# [WORK TO COMPLETE]
**1.** In the case notes, which decision holds that unexplained possession of recently stolen goods cannot, by itself, authorize a conviction?
**2.** Retype the part of the case notes that opens with the words containing "- When defendant's" and closes with "S.E.2d 599 (1983).".

# [EXCERPT PROVIDED]
•••
Unexplained possession of recently stolen goods can be used in conjunction with other evidence to infer guilty knowledge, but standing alone it will not support the inference or authorize a conviction. Storey v. State, 162 Ga. App. 763, 292 S.E.2d 483 (1982).
- In prosecution for receiving stolen property, judge's instruction to jury "that recent possession of stolen property without satisfactory explanation is sufficient to establish criminal intent" was error, despite proper instruction on burden of proving criminal intent, and required reversal. Williams v. State, 159 Ga. App. 865, 285 S.E.2d 597 (1981).
- When defendant's posture is one of admitting presence and cooperation for one criminal purpose (stealing money from the cash register), but denying the intent of participating in an armed robbery, the matter thus essentially involves the credibility of the defendant; and if the defendant's explanation of the incident is contradicted by the testimony of the police officers, the hotel employee, and the victims, the jury is authorized to reject the explanation. Parham v. State, 166 Ga. App. 855, 305 S.E.2d 599 (1983).
•••
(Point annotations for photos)

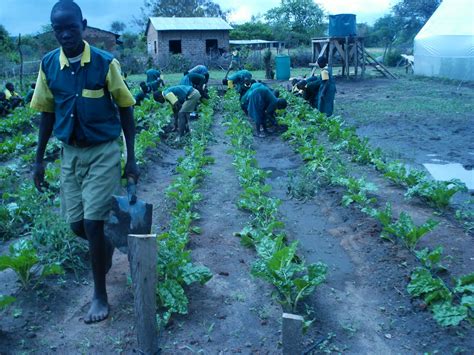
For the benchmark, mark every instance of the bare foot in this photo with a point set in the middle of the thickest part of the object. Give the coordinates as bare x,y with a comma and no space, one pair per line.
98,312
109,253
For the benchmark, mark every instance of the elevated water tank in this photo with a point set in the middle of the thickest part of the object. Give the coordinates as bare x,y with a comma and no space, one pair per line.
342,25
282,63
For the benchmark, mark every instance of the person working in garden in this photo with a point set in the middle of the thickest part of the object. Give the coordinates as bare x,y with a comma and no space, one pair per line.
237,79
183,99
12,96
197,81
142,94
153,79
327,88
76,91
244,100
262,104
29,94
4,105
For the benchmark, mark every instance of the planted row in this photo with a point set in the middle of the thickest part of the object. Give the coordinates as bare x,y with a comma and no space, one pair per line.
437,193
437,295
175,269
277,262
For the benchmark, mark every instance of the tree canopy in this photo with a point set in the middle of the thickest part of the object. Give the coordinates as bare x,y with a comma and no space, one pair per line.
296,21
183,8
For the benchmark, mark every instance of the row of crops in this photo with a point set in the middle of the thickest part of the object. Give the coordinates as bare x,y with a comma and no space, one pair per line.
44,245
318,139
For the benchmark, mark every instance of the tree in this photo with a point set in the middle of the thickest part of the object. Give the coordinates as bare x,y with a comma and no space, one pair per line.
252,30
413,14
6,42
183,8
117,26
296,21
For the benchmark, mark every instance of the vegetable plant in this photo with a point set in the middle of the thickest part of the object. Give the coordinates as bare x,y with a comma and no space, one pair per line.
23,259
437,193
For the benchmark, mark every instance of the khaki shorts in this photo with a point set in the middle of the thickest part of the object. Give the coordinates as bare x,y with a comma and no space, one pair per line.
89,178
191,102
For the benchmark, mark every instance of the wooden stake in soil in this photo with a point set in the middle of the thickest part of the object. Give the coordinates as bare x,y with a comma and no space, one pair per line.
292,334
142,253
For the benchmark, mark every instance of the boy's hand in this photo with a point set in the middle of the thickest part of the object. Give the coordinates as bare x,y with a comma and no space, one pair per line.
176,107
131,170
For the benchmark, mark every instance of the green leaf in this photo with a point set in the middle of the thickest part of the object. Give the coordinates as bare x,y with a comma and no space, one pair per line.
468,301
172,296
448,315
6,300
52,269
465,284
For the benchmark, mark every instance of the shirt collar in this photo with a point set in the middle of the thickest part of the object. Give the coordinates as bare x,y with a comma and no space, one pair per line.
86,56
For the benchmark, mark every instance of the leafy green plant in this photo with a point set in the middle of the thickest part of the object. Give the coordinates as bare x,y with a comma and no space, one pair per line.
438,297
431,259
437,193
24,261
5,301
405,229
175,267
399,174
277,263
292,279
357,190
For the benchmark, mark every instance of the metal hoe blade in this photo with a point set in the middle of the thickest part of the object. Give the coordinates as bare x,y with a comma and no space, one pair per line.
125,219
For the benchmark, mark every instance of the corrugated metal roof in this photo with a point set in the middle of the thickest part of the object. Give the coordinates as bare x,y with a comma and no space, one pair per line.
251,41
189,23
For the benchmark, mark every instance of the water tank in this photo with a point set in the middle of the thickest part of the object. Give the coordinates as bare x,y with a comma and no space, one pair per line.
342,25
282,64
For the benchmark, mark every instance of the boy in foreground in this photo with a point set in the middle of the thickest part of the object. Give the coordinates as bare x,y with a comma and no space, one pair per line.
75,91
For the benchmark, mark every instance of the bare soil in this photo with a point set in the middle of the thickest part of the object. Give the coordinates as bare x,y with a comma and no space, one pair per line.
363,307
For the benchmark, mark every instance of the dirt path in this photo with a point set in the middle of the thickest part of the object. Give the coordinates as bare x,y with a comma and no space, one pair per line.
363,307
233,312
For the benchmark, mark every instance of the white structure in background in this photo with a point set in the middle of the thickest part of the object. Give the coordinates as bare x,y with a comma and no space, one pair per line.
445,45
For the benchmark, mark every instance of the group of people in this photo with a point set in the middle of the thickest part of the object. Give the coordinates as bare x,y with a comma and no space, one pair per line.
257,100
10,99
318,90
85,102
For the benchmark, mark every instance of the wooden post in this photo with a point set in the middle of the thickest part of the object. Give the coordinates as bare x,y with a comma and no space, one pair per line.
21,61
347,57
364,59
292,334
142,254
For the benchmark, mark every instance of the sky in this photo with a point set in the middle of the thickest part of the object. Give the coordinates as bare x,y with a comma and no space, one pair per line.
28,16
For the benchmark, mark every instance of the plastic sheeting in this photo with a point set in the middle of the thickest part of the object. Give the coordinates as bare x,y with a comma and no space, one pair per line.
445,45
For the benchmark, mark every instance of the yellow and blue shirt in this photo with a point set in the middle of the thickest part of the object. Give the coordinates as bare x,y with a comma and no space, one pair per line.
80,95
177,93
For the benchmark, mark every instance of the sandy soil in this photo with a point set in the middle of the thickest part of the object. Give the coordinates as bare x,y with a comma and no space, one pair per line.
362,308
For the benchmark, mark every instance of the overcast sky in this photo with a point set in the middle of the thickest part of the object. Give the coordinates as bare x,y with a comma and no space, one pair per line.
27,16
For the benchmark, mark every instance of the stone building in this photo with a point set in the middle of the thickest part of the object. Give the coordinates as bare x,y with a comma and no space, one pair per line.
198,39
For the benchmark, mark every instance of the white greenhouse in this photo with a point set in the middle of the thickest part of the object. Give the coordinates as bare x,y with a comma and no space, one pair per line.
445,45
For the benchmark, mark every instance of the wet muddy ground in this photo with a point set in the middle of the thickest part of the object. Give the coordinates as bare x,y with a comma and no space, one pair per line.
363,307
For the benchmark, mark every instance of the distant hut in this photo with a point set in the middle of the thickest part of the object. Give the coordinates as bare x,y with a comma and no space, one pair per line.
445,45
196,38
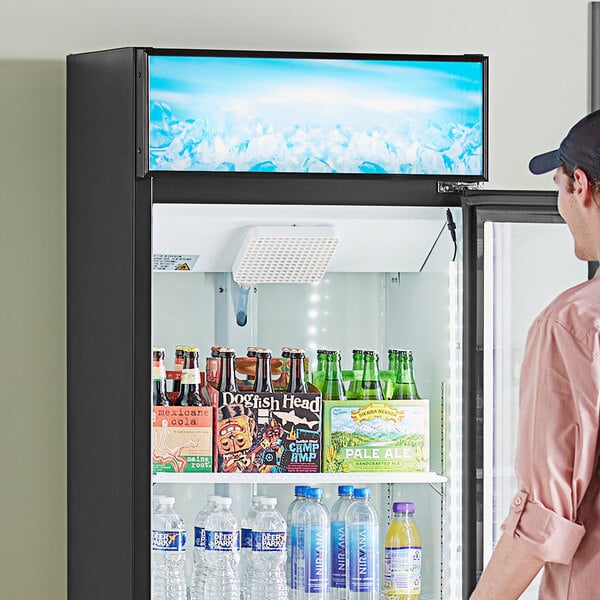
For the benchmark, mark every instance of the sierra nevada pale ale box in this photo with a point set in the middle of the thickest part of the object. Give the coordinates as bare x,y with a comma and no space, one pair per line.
•••
# [SOLUTIONS TO THE TASKS]
**1.** Storey v. State, 162 Ga. App. 763, 292 S.E.2d 483 (1982).

**2.**
- When defendant's posture is one of admitting presence and cooperation for one criminal purpose (stealing money from the cash register), but denying the intent of participating in an armed robbery, the matter thus essentially involves the credibility of the defendant; and if the defendant's explanation of the incident is contradicted by the testimony of the police officers, the hotel employee, and the victims, the jury is authorized to reject the explanation. Parham v. State, 166 Ga. App. 855, 305 S.E.2d 599 (1983).